* Problem description *
Could the data underneath be repeated exactly, in full?

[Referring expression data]
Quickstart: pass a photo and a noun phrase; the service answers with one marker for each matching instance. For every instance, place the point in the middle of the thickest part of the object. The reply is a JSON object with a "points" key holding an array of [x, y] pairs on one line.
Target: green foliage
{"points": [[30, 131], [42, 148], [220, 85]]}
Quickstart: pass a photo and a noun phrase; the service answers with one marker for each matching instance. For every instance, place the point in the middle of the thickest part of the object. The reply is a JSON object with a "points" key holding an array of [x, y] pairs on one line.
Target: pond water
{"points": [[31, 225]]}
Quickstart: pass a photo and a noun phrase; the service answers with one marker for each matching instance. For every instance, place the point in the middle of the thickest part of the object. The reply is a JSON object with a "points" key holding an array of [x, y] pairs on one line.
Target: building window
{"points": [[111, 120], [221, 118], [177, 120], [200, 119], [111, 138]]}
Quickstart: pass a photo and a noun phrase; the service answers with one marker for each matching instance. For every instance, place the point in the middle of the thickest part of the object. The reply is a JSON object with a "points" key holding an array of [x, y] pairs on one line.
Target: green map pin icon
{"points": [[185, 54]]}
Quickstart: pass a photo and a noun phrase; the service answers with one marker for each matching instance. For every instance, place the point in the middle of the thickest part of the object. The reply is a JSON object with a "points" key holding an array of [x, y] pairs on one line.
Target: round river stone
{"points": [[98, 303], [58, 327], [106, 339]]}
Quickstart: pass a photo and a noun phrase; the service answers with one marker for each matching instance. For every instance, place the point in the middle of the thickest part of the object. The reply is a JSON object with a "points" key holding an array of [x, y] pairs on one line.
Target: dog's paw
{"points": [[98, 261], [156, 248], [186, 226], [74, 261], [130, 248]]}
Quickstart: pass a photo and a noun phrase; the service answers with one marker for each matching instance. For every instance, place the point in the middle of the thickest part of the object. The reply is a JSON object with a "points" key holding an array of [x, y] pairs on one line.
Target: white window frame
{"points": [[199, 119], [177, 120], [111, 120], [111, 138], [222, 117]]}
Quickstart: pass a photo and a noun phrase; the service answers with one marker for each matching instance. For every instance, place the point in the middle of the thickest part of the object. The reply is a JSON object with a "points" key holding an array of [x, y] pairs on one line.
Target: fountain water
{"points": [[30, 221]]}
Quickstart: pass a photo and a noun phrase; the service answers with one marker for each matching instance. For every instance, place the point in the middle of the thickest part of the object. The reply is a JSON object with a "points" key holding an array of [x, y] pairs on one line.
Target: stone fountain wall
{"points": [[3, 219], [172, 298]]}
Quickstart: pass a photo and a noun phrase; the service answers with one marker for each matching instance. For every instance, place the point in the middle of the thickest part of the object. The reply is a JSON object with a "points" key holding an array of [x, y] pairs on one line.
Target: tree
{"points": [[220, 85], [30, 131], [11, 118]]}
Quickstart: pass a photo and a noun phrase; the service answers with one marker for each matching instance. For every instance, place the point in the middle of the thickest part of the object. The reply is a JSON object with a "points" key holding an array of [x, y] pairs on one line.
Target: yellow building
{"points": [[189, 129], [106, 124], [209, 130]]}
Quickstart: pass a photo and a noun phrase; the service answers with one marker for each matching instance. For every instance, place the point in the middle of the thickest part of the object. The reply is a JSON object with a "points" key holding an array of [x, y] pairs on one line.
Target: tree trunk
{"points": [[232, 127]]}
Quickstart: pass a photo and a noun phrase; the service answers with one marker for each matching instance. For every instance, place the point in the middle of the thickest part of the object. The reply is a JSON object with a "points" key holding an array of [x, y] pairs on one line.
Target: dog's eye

* Exercise solution *
Quickstart: pass a photo and a noun phrase; the service answers with one marker for each matching instance. For every instance, place the point in the middle of the thickest part of the object. The reply is a JSON object with a "points" key holding an array of [x, y] pairs on one line.
Target: green foliage
{"points": [[30, 131], [42, 148], [220, 85]]}
Quickstart: pass a photo and a noun phrase; the service answers with one marker for each matching instance. For every instance, place the point in the middle of the thickest part of the object. The reply is a JSON object with a "points" key holding an array of [x, y] pairs on one line.
Target: pond water
{"points": [[31, 225]]}
Quickstart: pass a photo and a noun phrase; the service answers with one marker for each matching instance. For every instance, place the point in the middle of the thickest part of the object. The reply is a JSON object with a "points" key holding an array of [x, y] pairs on one line.
Target: building window
{"points": [[111, 120], [221, 118], [177, 120], [200, 119], [111, 138]]}
Quickstart: pass a photo and a noun phrase; the service answers with one marker for each matching instance. For every instance, place the point in the middle of the thickest part of the object. The reply is a JSON object with a "points" key holding an array of [x, y] pairs on one line.
Target: green map pin icon
{"points": [[185, 54]]}
Quickstart: pass a photo and a noun phrase; the service answers with one marker for each matching instance. For every instance, place the point in the middle of the thickest part of the object. The reply is a JSON object with a "points" key holding an array of [x, y] pairs on one line.
Target: round river stone
{"points": [[98, 303], [58, 327], [106, 339]]}
Quickstart: pass a photo and a noun phrase; the service answers with one marker for each matching instance. For every instance, place the point in the middle of the thickest part of the object. The reply is a JSON object with a "points" key holding an array of [x, y] pairs on one line.
Target: dog's paw
{"points": [[98, 261], [156, 248], [186, 226], [74, 261], [130, 248]]}
Quickstart: pass a photo and a noun phrase; the service answers with one marker for each matching instance. For every instance, place the point in the middle of the thickest part of the object. The reply is a JSON object with a "points" key holding an array of [x, y] pairs on one line.
Target: white window frame
{"points": [[199, 119], [177, 120], [111, 120], [111, 138], [222, 117]]}
Quickstart: pass a photo and a noun phrase; the service answers with one marker for each matching instance. For every instance, place the point in the middle of the thickest part of the object. The reply is a JSON object with a "points" key holding an array of [x, y] pairs on one line.
Target: fountain water
{"points": [[30, 221]]}
Quickstart: pass a photo and a noun phrase; the service answers with one marker for each matching instance. For every instance, place the point in the middle of the thickest part of the object. The reply is a JSON object with a "points" key holding an array of [x, y] pairs on one line.
Target: stone fountain wall
{"points": [[3, 219], [172, 298]]}
Quickstart: pass a photo and a noun phrase; the service answers with one marker for each matching instance. For every instance, place the point in the middle of the thickest part of the object. The reply is a JSON object with a "points" key holding an array of [x, y] pairs on one line.
Target: tree
{"points": [[220, 85], [30, 131], [11, 118]]}
Quickstart: pass a photo and a noun phrase; the service answers with one marker for each matching instance. For every instance, place the point in the middle of the thickest part of the object. The reply is a JSON object with a "points" key holding an array of [x, y] pairs on one line.
Target: yellow building
{"points": [[189, 129], [106, 124], [209, 130]]}
Quickstart: pass a photo and a noun phrase; the service answers with one marker for each matching instance. For every instance, place the point in the middle of the thickest part of the object. The reply is a JSON object with a "points" key holding an array of [x, y] pairs on one line.
Target: tree trunk
{"points": [[232, 127]]}
Quickstart: pass a photo and a noun phrase; the service answers with one marker for each matching instance. For every instance, place the point in the middle of the thickest part of the object. The reply is a JSON object with a "points" key holding an array of [x, y] pairs on one line.
Target: dog's eye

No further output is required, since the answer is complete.